### WORK TO DO
Could you convert the lines of the listing below, from the line containing "cyclist in red" through the last line of the listing, both included, into a numbered list with blank lines left out?

### RECORDS TO USE
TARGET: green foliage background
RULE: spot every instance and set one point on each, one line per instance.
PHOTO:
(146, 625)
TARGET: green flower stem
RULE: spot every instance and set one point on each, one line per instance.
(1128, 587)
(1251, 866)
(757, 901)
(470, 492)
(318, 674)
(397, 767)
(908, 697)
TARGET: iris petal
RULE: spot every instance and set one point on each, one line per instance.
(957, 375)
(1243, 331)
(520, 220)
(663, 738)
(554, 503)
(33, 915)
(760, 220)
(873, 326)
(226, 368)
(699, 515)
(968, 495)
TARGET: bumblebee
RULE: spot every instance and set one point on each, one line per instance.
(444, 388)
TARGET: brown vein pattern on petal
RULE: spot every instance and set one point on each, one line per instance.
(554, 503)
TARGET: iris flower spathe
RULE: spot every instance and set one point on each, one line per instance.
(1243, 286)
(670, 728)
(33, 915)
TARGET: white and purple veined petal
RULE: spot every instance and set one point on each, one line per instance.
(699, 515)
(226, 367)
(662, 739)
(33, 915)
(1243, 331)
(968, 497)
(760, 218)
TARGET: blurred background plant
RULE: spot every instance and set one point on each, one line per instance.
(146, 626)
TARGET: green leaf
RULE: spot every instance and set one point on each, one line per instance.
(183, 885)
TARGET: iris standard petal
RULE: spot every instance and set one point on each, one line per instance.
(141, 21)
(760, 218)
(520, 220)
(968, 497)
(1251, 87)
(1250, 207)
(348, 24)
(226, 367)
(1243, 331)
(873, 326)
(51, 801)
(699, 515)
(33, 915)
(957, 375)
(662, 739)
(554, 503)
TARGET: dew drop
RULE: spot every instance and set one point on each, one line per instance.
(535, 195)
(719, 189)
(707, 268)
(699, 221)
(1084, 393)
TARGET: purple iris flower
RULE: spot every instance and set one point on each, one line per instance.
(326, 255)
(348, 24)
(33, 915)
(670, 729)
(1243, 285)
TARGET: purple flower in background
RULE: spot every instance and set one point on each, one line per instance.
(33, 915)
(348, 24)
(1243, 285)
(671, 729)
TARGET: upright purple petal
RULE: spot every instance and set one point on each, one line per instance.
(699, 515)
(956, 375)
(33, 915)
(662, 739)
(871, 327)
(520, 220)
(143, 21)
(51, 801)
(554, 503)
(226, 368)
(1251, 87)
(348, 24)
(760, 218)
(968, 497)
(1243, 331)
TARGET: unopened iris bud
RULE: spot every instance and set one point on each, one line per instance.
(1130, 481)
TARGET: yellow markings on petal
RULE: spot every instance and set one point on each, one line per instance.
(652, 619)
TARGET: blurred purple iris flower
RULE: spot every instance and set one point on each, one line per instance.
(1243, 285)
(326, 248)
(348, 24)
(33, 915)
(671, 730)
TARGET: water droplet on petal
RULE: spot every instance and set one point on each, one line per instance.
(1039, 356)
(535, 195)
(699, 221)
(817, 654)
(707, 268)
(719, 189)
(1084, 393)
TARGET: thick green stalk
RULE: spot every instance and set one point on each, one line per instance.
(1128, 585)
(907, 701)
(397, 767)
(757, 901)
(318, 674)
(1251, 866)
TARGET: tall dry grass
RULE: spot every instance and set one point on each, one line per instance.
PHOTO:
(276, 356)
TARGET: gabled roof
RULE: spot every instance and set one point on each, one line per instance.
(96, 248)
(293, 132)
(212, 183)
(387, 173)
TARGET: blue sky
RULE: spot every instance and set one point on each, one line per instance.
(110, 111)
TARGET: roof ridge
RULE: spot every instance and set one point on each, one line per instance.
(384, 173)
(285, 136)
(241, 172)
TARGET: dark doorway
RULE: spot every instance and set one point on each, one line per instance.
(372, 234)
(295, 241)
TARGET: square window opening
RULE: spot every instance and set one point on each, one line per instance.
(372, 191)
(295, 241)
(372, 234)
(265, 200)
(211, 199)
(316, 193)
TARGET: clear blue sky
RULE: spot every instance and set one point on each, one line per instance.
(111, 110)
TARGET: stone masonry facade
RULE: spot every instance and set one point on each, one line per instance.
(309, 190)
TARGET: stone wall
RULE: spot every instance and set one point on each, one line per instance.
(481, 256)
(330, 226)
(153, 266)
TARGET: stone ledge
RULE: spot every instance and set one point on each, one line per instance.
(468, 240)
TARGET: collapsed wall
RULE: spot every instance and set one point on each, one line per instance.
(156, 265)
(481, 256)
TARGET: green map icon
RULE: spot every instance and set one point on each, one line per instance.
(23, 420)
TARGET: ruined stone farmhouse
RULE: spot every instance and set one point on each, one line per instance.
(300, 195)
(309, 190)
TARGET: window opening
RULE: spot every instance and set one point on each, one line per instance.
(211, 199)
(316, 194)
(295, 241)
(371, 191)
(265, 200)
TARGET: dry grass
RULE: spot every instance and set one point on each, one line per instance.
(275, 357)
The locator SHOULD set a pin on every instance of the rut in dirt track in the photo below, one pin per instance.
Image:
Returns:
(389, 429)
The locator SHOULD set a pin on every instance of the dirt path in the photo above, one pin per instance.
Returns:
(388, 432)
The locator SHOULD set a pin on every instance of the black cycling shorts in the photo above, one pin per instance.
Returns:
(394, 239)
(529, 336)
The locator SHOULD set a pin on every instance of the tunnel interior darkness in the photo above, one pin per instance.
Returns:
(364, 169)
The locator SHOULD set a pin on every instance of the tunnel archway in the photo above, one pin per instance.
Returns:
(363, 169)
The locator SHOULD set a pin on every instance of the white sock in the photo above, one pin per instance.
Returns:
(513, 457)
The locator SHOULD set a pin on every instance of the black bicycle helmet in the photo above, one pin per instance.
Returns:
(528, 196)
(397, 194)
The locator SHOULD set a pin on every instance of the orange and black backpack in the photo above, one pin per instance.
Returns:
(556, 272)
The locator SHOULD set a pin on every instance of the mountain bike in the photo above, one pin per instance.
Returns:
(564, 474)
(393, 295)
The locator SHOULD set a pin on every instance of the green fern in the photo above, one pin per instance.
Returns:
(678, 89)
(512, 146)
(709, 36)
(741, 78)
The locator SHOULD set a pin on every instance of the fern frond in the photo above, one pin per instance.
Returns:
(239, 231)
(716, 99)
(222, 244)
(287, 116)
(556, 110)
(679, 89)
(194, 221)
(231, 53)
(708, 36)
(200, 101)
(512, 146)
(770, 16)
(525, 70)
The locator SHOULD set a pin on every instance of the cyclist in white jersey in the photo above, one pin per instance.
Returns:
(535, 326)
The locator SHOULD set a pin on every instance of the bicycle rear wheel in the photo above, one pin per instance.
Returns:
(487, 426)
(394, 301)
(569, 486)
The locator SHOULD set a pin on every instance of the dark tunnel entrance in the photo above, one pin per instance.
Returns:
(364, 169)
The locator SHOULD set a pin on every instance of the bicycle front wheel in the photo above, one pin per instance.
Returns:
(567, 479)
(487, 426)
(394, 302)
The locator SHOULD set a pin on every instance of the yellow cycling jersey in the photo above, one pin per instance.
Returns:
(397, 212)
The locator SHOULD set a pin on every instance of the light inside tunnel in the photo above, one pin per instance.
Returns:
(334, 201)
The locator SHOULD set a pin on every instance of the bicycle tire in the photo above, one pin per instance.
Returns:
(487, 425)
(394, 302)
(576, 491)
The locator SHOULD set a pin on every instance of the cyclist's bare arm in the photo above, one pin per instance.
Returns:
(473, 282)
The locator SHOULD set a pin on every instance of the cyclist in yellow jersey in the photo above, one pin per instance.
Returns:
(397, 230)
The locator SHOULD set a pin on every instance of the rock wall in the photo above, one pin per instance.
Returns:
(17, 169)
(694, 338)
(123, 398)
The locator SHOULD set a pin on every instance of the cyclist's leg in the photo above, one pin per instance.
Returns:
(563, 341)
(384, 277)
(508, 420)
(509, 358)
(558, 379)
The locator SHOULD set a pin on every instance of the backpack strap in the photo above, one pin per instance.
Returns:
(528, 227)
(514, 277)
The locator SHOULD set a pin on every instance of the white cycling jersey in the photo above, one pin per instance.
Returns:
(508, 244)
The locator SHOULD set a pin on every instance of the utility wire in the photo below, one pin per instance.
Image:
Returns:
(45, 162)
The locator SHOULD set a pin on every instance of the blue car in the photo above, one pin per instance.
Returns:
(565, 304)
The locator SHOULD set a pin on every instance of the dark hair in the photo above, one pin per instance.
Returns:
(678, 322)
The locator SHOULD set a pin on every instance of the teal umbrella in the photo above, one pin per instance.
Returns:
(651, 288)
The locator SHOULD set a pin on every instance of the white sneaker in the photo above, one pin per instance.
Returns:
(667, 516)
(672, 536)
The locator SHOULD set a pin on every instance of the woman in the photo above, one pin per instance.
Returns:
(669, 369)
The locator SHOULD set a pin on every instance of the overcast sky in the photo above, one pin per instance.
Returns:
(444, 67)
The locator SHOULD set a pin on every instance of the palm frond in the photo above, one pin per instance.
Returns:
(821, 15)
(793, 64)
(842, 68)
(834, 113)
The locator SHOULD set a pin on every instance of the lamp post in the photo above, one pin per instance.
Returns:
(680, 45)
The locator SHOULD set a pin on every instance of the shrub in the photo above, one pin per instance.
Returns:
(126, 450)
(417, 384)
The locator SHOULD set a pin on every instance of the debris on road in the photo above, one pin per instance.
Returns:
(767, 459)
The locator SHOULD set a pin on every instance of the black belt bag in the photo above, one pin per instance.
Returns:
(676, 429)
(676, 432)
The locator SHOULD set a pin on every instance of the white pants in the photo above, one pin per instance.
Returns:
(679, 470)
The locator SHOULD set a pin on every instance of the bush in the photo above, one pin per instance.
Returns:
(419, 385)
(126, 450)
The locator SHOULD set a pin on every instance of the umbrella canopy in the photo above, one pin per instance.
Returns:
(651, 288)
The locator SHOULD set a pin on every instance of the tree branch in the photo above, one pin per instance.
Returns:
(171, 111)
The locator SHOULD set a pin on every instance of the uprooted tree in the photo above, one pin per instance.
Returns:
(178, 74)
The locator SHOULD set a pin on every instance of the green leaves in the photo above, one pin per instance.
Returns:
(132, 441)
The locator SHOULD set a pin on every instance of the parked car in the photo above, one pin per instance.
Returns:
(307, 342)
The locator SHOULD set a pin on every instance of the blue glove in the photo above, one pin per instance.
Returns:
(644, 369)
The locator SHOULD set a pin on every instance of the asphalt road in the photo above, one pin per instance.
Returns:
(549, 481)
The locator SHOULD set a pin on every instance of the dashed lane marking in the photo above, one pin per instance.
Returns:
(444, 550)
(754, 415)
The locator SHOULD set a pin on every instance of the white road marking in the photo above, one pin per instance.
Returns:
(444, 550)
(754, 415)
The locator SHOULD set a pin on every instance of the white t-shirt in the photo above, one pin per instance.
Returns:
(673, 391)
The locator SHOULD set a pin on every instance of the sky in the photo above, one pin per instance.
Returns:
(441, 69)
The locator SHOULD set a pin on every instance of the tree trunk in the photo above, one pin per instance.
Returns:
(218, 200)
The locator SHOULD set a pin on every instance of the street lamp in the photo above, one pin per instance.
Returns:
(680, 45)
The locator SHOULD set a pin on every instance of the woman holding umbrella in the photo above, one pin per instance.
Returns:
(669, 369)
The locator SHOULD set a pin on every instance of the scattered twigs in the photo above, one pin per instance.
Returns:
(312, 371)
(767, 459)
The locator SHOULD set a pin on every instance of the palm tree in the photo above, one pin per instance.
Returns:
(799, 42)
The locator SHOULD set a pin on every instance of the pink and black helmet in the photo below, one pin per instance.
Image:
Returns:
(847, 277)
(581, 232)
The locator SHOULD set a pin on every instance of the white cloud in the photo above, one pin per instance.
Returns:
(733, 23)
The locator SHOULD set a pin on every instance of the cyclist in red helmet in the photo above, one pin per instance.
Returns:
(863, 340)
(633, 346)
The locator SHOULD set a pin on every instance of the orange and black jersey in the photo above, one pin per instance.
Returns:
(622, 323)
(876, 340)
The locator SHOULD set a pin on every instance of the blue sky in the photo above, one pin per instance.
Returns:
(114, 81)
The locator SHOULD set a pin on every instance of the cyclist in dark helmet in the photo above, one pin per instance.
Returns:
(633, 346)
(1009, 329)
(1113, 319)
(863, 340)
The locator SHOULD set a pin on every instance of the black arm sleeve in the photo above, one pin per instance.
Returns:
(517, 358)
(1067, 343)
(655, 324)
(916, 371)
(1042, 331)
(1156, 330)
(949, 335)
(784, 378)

### ANSWER TO THIS TASK
1. The locator SHOULD set a pin on every instance of the cyclist in red helmet in the photo above, one pin per instance.
2. Returns:
3. (863, 340)
4. (633, 346)
5. The locator SHOULD set a pin on every instance of the orange and black jersey in the photo above, one pin per instance.
6. Returns:
7. (622, 323)
8. (876, 340)
9. The locator SHOULD set a pin on every instance of the blue sky in the photo above, one pin per instance.
10. Returns:
11. (114, 81)
12. The locator SHOULD set a pin on every instance of the cyclist in dark helmet in the photo above, one pin per instance.
13. Returns:
14. (633, 346)
15. (1009, 329)
16. (1113, 319)
17. (863, 340)
18. The locator SHOULD set a pin on every instance of the black arm sleeve in the photo above, one pin per instance.
19. Returns:
20. (517, 358)
21. (1067, 343)
22. (655, 324)
23. (916, 371)
24. (1042, 331)
25. (1156, 330)
26. (949, 335)
27. (784, 378)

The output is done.